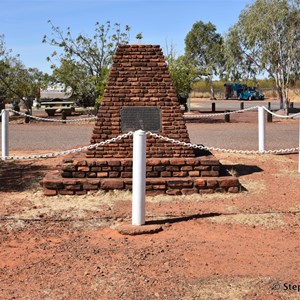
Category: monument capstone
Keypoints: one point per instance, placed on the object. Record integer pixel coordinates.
(139, 95)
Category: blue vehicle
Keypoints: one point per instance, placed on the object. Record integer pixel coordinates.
(251, 94)
(242, 92)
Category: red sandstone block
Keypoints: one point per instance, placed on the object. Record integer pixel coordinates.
(199, 182)
(96, 169)
(210, 162)
(49, 192)
(152, 174)
(173, 192)
(83, 169)
(153, 162)
(186, 168)
(67, 174)
(68, 167)
(75, 187)
(180, 183)
(80, 193)
(126, 174)
(166, 174)
(78, 174)
(189, 191)
(194, 173)
(114, 174)
(177, 162)
(206, 191)
(91, 174)
(202, 168)
(102, 174)
(180, 174)
(80, 162)
(110, 184)
(209, 173)
(230, 182)
(126, 163)
(66, 192)
(159, 186)
(233, 189)
(153, 193)
(53, 184)
(88, 186)
(212, 183)
(172, 168)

### WORK ITEM
Number of lines above containing "Category": give it, with no other text.

### YOUR RESPONSE
3